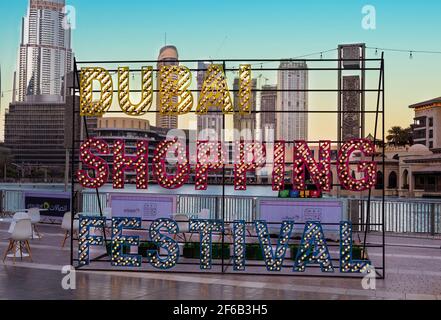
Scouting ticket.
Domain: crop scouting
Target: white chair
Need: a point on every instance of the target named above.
(204, 214)
(66, 225)
(183, 222)
(20, 235)
(16, 217)
(34, 214)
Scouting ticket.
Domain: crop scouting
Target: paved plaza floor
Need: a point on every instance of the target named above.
(413, 271)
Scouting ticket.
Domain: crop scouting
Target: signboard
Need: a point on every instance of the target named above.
(53, 204)
(146, 207)
(301, 211)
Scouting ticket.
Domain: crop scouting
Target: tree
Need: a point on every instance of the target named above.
(398, 136)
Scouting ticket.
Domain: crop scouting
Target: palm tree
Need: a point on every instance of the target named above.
(399, 137)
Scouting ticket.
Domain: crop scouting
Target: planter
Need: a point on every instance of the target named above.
(126, 248)
(254, 252)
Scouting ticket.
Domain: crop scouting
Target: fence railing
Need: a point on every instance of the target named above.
(400, 216)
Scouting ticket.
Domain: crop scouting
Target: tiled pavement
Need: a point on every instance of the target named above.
(413, 268)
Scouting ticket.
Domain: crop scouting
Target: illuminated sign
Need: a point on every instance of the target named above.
(313, 248)
(249, 157)
(177, 99)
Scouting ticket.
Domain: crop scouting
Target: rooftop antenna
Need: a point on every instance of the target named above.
(1, 91)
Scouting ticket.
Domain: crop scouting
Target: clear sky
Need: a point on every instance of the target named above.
(134, 29)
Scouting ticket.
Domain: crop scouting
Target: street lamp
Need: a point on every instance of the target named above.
(22, 171)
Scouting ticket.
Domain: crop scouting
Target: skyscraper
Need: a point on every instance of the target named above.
(351, 108)
(245, 124)
(268, 100)
(168, 55)
(351, 101)
(45, 54)
(293, 82)
(212, 122)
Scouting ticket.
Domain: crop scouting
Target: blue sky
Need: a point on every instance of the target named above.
(134, 29)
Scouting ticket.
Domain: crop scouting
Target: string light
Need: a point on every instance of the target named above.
(118, 258)
(274, 261)
(96, 163)
(88, 106)
(243, 164)
(239, 248)
(170, 245)
(121, 162)
(215, 91)
(146, 101)
(313, 249)
(279, 166)
(206, 228)
(85, 240)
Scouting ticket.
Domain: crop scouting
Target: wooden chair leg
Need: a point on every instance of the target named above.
(66, 235)
(20, 249)
(28, 249)
(14, 251)
(7, 250)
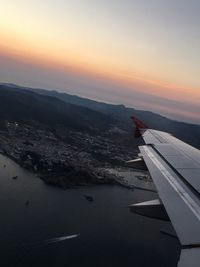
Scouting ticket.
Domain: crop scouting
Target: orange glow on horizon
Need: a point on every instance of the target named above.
(13, 47)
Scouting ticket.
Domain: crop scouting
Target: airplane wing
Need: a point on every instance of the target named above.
(175, 169)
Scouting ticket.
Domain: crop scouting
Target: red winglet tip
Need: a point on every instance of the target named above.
(138, 123)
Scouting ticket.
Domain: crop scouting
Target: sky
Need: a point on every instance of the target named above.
(141, 53)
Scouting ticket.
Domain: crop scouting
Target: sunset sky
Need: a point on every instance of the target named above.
(141, 53)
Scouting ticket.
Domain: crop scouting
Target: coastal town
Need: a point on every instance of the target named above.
(65, 157)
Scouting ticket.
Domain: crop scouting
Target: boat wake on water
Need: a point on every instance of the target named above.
(50, 241)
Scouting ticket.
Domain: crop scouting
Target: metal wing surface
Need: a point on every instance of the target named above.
(175, 169)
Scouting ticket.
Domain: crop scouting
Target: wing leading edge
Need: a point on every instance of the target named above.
(175, 169)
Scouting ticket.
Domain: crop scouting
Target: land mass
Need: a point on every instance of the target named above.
(71, 141)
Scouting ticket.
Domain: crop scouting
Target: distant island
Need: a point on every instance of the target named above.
(71, 141)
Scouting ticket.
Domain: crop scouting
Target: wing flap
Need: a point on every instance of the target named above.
(181, 203)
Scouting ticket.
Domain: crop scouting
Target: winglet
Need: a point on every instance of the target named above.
(138, 123)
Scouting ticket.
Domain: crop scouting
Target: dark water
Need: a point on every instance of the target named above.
(109, 234)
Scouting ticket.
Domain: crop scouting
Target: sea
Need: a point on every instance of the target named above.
(42, 225)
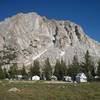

____

*Your objective*: Look through the data and gather every line with the string "winglet" in it.

*Response*:
Target: red winglet tip
Target: winglet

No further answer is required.